◆ Exercise input ◆
=======
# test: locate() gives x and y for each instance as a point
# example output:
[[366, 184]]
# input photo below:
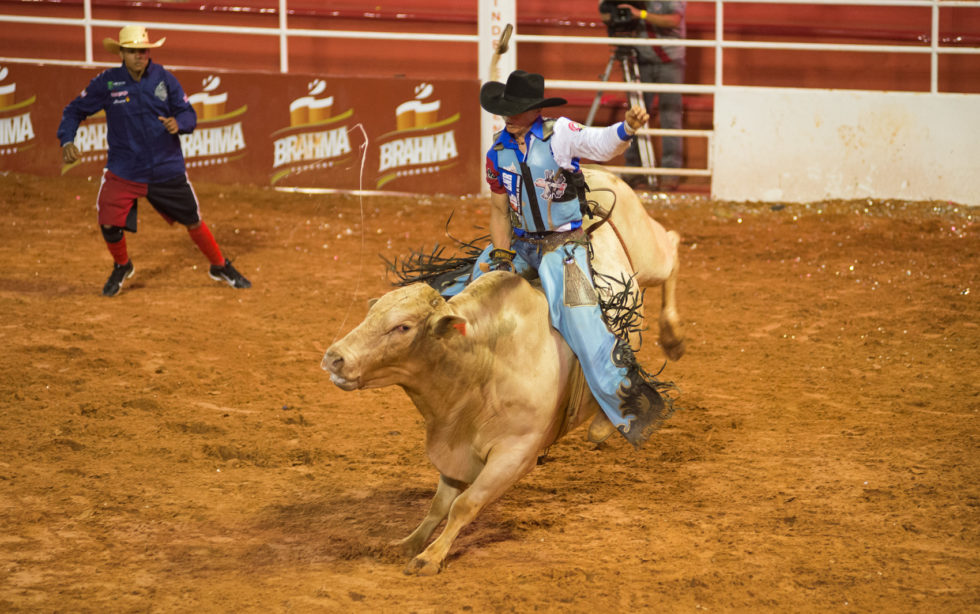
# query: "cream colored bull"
[[631, 242], [493, 381]]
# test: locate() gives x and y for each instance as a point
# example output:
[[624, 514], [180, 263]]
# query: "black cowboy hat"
[[524, 91]]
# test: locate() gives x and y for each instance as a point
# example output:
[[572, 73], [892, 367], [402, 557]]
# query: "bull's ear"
[[449, 325]]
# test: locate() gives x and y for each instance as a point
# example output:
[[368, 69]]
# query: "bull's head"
[[386, 348]]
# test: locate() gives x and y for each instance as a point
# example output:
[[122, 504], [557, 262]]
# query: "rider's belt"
[[564, 228], [549, 241]]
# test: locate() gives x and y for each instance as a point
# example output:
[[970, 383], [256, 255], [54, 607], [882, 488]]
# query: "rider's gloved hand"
[[502, 260]]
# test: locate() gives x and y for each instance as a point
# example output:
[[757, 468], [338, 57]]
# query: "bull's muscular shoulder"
[[495, 291]]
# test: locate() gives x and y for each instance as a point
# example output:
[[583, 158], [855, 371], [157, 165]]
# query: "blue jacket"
[[140, 148]]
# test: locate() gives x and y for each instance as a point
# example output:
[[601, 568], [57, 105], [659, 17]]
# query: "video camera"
[[621, 20]]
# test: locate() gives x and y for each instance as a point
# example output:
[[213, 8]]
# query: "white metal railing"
[[283, 32]]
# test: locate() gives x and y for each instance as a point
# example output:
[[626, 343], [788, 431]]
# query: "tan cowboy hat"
[[133, 37]]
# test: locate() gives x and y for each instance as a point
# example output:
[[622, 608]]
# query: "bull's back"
[[534, 366], [631, 240]]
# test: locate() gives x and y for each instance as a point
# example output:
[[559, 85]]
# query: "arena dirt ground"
[[178, 448]]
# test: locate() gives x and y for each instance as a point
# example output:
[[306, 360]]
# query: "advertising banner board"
[[342, 133]]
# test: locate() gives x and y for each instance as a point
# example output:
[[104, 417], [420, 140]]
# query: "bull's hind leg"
[[671, 328], [500, 473], [438, 509]]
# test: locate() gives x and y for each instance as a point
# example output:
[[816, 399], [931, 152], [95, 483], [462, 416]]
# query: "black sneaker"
[[120, 273], [229, 275]]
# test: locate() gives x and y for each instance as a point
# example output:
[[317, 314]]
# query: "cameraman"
[[657, 64]]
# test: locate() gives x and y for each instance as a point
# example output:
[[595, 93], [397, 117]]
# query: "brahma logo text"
[[16, 125], [422, 143], [219, 137], [317, 139]]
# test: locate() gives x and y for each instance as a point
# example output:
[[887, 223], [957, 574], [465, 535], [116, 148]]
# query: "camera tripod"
[[625, 57]]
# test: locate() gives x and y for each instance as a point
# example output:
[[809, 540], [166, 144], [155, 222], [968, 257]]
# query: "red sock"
[[118, 251], [205, 242]]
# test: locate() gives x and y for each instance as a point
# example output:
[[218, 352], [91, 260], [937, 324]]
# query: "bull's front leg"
[[446, 493], [505, 465]]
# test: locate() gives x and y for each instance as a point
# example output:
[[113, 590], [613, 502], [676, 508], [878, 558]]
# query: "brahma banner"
[[270, 129]]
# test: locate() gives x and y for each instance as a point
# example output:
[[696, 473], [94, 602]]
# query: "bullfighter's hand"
[[636, 118], [70, 153], [169, 124]]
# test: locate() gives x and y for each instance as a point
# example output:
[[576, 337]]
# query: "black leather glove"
[[502, 260]]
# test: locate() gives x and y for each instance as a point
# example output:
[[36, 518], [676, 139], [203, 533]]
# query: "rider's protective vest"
[[541, 199]]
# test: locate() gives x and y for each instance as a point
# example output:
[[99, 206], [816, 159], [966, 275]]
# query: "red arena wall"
[[371, 78]]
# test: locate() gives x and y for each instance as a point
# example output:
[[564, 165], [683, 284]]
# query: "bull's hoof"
[[421, 567], [405, 547], [675, 350]]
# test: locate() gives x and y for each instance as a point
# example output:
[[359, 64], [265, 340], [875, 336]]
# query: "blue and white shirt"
[[140, 148]]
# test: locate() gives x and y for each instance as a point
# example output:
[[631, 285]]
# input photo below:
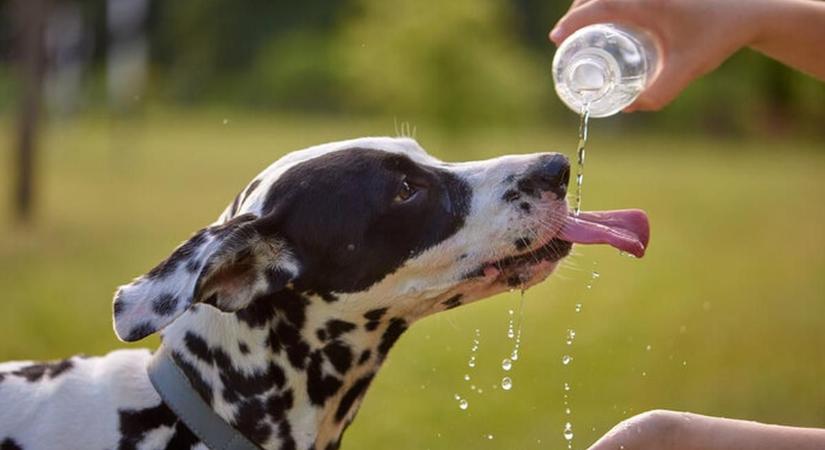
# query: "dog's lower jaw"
[[284, 384]]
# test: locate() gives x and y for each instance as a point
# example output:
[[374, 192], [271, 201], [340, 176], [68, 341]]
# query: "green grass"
[[730, 298]]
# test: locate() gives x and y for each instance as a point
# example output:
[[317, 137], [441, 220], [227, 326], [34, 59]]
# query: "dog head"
[[371, 224]]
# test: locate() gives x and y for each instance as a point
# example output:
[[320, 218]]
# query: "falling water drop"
[[507, 364], [506, 383]]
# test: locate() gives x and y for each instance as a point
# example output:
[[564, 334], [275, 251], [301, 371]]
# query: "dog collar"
[[177, 392]]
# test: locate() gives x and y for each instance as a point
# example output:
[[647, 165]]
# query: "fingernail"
[[555, 35]]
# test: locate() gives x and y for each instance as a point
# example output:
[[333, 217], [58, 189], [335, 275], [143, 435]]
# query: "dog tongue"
[[627, 230]]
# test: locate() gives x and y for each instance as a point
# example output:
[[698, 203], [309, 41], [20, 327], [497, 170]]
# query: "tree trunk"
[[31, 15]]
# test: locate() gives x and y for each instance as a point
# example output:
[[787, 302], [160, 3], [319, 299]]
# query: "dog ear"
[[225, 266]]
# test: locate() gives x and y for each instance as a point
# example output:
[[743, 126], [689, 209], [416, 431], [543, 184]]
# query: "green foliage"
[[455, 63]]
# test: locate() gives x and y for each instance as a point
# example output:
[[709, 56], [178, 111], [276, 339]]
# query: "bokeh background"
[[127, 124]]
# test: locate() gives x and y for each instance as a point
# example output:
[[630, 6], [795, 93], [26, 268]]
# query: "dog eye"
[[407, 192]]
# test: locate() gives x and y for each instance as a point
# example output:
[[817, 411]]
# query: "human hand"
[[695, 36]]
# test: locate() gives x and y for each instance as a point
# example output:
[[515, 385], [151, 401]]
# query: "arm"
[[668, 430], [696, 36]]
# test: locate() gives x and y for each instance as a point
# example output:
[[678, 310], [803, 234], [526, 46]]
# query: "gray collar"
[[177, 392]]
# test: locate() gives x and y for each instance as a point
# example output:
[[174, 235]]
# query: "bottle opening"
[[589, 79]]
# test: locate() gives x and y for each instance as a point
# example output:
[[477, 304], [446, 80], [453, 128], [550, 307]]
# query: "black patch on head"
[[10, 444], [452, 302], [510, 196], [134, 424], [353, 393], [320, 386], [252, 186], [249, 420], [336, 327], [373, 317], [182, 253], [338, 215], [523, 243], [365, 356], [164, 304], [394, 331], [36, 372]]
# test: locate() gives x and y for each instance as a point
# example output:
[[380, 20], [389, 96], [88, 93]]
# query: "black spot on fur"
[[182, 439], [36, 372], [452, 302], [278, 405], [135, 423], [237, 385], [140, 331], [285, 433], [249, 420], [374, 318], [394, 331], [510, 196], [339, 355], [523, 243], [320, 386], [336, 327], [164, 304], [365, 356], [353, 393], [201, 386], [182, 253], [10, 444]]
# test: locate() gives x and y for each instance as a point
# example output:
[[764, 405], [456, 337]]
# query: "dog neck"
[[290, 370]]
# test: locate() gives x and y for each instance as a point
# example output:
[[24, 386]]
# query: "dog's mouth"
[[626, 230]]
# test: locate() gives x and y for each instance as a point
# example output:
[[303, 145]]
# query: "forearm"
[[793, 32], [698, 432]]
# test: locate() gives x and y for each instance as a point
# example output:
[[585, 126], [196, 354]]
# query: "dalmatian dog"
[[281, 313]]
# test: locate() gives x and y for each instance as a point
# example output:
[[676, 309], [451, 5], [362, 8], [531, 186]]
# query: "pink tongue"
[[627, 229]]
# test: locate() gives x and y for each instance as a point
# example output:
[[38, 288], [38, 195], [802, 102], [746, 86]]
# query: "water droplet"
[[568, 431], [506, 383], [507, 364], [571, 335]]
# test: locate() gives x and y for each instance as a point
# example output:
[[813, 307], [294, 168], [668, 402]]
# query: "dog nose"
[[550, 173]]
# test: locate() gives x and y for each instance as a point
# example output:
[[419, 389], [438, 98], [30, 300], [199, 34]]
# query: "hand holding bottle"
[[696, 36]]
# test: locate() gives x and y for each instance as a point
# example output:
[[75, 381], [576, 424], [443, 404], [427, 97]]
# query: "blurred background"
[[125, 125]]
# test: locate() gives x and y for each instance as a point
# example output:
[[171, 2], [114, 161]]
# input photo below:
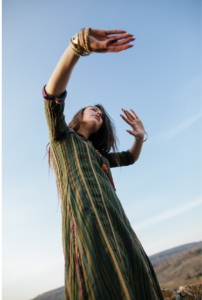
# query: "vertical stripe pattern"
[[104, 259]]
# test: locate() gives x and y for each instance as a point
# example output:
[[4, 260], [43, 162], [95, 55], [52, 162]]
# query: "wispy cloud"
[[170, 133], [168, 214]]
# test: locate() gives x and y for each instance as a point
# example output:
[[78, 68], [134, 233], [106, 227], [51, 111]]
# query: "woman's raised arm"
[[100, 41], [61, 75]]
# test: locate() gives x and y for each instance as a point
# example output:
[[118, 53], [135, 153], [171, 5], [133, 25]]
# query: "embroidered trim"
[[49, 97]]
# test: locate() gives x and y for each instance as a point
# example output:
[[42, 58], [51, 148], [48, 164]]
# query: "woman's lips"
[[97, 117]]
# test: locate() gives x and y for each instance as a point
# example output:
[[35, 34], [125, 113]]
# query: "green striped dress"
[[103, 256]]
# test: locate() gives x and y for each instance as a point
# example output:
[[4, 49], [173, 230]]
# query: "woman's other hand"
[[103, 41], [138, 130]]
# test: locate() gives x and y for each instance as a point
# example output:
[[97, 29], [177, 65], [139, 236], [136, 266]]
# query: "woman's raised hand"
[[103, 41], [138, 130]]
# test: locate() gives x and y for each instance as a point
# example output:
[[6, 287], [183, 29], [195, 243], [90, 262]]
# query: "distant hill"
[[181, 265]]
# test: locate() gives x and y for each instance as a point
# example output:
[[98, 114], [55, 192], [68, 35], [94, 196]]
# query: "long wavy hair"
[[105, 138]]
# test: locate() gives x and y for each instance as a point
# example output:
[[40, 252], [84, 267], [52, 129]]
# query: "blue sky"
[[159, 78]]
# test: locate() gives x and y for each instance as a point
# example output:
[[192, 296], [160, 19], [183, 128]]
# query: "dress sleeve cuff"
[[61, 98], [131, 156]]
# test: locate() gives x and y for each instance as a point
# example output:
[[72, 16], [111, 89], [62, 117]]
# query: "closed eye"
[[95, 111]]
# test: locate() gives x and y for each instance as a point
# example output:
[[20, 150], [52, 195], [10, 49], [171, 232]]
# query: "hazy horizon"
[[159, 78]]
=======
◆ Work to be completed ◆
Report how many lines in the rows above contain the string "hand", counting case. Give only the number.

◆ Full solution ◆
6